- **EXERCISE TASK 1**: From the stroller review, extract the passage starting at "Taking it up" and ending at "in the group.".
- **EXERCISE TASK 2**: List every stroller other than the Chicco that the stroller review names by its model name.
- **EXERCISE TASK 3**: According to the stroller review, what age and weight range is the Chicco Tre Jogging Stroller designed for?

- **SELECTED TEXT**:
◆ ◆ ◆

RELATED: Our complete review of jogging strollers
Analysis and Hands-on Test Findings
The Chicco Tre Jogging Stroller is designed for children 6 months to 50 pounds. It has 16 inch pneumatic rear tires and 12 inch front tires, with a hand operated deceleration brake. The canopy is water resistant with a peek-a-boo window. This stroller has a multi-position reclining seat, 5 point harness, and removable arm bar designed to attach the Chicco KeyFit infant car seats. It has a large storage basket, parent tray with cup holders, and lockable swivel front wheel. It also sports an adjustable suspension system and handle bar. This stroller has a one hand fold, aluminum frame, and quick release wheels for a more compact fold.
This chart provides a visual comparison of the overall scores for all of the jogging strollers we tested. The Chicco is shown in blue.
The metric sections below provide details on the Tre's performance during testing. Scores in individual metrics were used to determine overall scores.
The Chicco earned the second lowest score for run-ability in our tests with only the Graco Fast Action Fold Jogger scoring lower with a 2 of 10. Several models scored really well in this metric with scores over 7 and the Thule Urban Glide received a 9.
In general this stroller failed to do be good at the one thing it was designed to do, run. Given that just bout any other stroller in our review earned more points for run-ability, we think it is a no-brainer to pick a different product, especially if you already feel comfortable in this price range.
This stroller earned a 6 for maneuverability which tied with several others. Our runner felt it was a little heavy and harder to maneuver than it should have been. The lowest score in our review belonged to the Graco that earned a 5. The Thule Urban Glide took home top honors in this metric with a 9.
For maneuverability tests we tested swivel wheels with the the wheel unlocked. Inherently, the Chicco is easier to turn and push that the fixed wheels strollers, but it isn't as good as the Baby Trend Expedition, Baby Jogger Summit X3, or the BOB Revolution Flex the other swivel wheel models. It is harder to push on flat ground due to size and turning it is also more difficult. The frame flexes and is less responsive when you turn it, which makes the process even more difficult.
It performed about as well off road in rougher terrain like grass and gravel as it did on flat surfaces. It isn't as easy to turn on grass as some of the competition, and it got tippy on the side hill requiring us to wrestle it upright, but it did perform well in deep gravel.
Taking it up stairs backwards was a bouncy effort similar to the BOB models, but given the frame flexing it felt more out of control and we think it would have been a little dangerous if there had been a squirming baby in the seat.
Ease of Use
Burley Solstice coming in with the top score of 9. So while a 6 might feel like a relatively high score, it is important to realize that it is still lowest score in the group.

◆ ◆ ◆

- **DATA PROVIDED**:

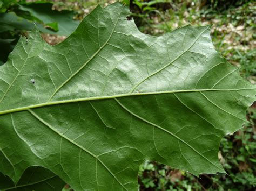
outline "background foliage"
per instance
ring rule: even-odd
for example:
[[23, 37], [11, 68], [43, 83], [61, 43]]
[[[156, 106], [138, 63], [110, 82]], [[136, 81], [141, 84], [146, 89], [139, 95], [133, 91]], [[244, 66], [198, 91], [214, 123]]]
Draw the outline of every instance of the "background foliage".
[[[48, 8], [44, 9], [45, 12], [38, 13], [35, 8], [36, 4], [31, 2], [35, 1], [0, 1], [0, 23], [2, 22], [0, 44], [5, 51], [1, 51], [0, 55], [2, 63], [6, 61], [18, 37], [21, 34], [26, 35], [33, 22], [41, 26], [39, 29], [44, 32], [42, 36], [47, 42], [56, 44], [75, 30], [77, 26], [75, 20], [81, 20], [98, 3], [105, 6], [114, 2], [107, 0], [56, 0], [53, 3], [41, 2]], [[242, 76], [252, 83], [256, 83], [255, 1], [133, 0], [130, 1], [130, 4], [133, 13], [131, 16], [140, 30], [152, 35], [159, 36], [188, 23], [193, 25], [212, 23], [212, 40], [217, 50], [230, 62], [239, 67]], [[47, 20], [44, 14], [52, 16], [52, 18]], [[65, 22], [58, 20], [56, 14], [61, 15], [62, 18], [69, 19]], [[12, 17], [9, 17], [9, 22], [4, 24], [3, 18], [6, 18], [6, 15]], [[68, 32], [65, 33], [62, 31], [62, 25], [65, 28], [70, 25], [72, 27]], [[140, 168], [140, 190], [254, 190], [256, 104], [249, 108], [246, 115], [251, 124], [232, 135], [227, 135], [220, 146], [219, 158], [227, 175], [203, 174], [198, 178], [161, 164], [146, 162]], [[71, 188], [66, 185], [64, 189]]]

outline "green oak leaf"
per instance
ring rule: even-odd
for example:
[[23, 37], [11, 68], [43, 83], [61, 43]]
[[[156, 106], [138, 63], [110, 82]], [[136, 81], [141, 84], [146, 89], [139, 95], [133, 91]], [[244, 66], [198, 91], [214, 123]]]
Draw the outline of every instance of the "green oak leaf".
[[225, 171], [220, 139], [247, 123], [255, 86], [214, 49], [210, 26], [141, 33], [120, 3], [97, 6], [63, 42], [38, 30], [0, 67], [0, 171], [31, 166], [76, 190], [137, 190], [144, 161]]
[[62, 190], [65, 183], [49, 170], [41, 167], [28, 168], [18, 183], [0, 173], [1, 190]]

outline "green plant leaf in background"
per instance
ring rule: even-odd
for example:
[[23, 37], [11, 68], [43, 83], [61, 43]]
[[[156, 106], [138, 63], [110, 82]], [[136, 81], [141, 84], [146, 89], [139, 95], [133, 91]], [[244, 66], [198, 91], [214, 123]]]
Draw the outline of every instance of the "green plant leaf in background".
[[41, 167], [26, 169], [16, 185], [8, 176], [0, 173], [1, 190], [62, 190], [65, 182], [49, 170]]
[[79, 22], [75, 20], [75, 12], [52, 9], [52, 3], [35, 2], [19, 4], [19, 9], [28, 11], [31, 17], [41, 21], [38, 29], [45, 33], [69, 36], [77, 27]]
[[210, 26], [154, 37], [130, 14], [98, 6], [55, 46], [36, 29], [0, 67], [0, 171], [15, 182], [31, 166], [77, 190], [137, 190], [146, 160], [224, 172], [220, 139], [247, 123], [255, 86], [214, 50]]

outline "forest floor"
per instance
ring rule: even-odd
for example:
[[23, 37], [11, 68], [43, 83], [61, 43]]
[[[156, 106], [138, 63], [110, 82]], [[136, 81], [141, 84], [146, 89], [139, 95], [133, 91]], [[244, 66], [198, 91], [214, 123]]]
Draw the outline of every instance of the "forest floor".
[[[78, 20], [84, 18], [98, 3], [105, 6], [114, 2], [55, 1], [55, 9], [73, 10]], [[188, 24], [195, 26], [212, 24], [211, 36], [215, 49], [239, 68], [242, 77], [256, 84], [255, 2], [237, 1], [230, 4], [215, 1], [213, 1], [214, 3], [207, 4], [207, 1], [180, 0], [176, 3], [156, 3], [153, 6], [146, 3], [140, 6], [139, 1], [133, 2], [130, 6], [132, 17], [139, 29], [147, 34], [159, 36]], [[65, 38], [49, 34], [43, 36], [51, 44], [57, 44]], [[202, 174], [197, 178], [163, 164], [145, 162], [139, 170], [140, 189], [254, 190], [256, 104], [248, 109], [246, 115], [251, 123], [227, 135], [220, 144], [219, 158], [227, 174]]]

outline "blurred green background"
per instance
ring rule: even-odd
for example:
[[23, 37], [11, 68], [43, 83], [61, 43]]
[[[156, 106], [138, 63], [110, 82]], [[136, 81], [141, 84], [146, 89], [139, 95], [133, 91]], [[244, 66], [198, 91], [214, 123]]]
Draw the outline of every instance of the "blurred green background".
[[[115, 1], [47, 1], [52, 3], [42, 11], [33, 4], [36, 1], [0, 1], [0, 46], [5, 50], [1, 50], [0, 65], [6, 61], [20, 35], [26, 36], [33, 27], [32, 23], [36, 22], [46, 42], [55, 45], [72, 33], [98, 4], [105, 6]], [[190, 23], [212, 24], [211, 36], [215, 49], [239, 68], [244, 78], [256, 84], [255, 1], [133, 0], [130, 1], [130, 8], [139, 29], [154, 36]], [[63, 20], [63, 18], [68, 19]], [[139, 172], [140, 190], [255, 190], [255, 103], [245, 115], [251, 124], [227, 135], [220, 143], [219, 158], [227, 174], [202, 174], [197, 178], [163, 164], [145, 162]], [[72, 188], [66, 185], [64, 190]]]

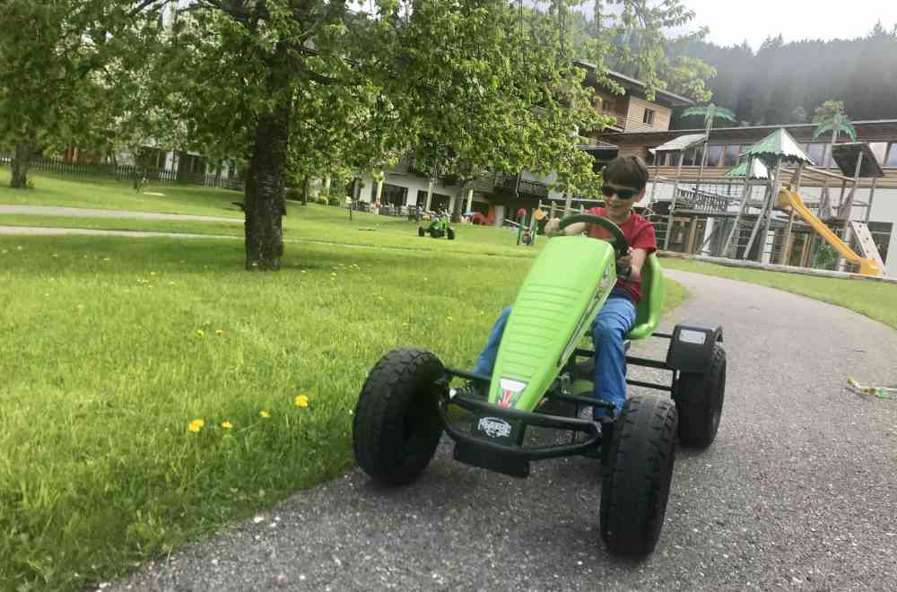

◆ ◆ ◆

- **CORRECT ANSWER 1**:
Taking it up stairs backwards was a bouncy effort similar to the BOB models, but given the frame flexing it felt more out of control and we think it would have been a little dangerous if there had been a squirming baby in the seat.
Ease of Use
Burley Solstice coming in with the top score of 9. So while a 6 might feel like a relatively high score, it is important to realize that it is still lowest score in the group.

- **CORRECT ANSWER 2**:
Graco Fast Action Fold Jogger
Thule Urban Glide
Baby Trend Expedition
Baby Jogger Summit X3
BOB Revolution Flex
Burley Solstice

- **CORRECT ANSWER 3**: It is designed for children 6 months to 50 pounds.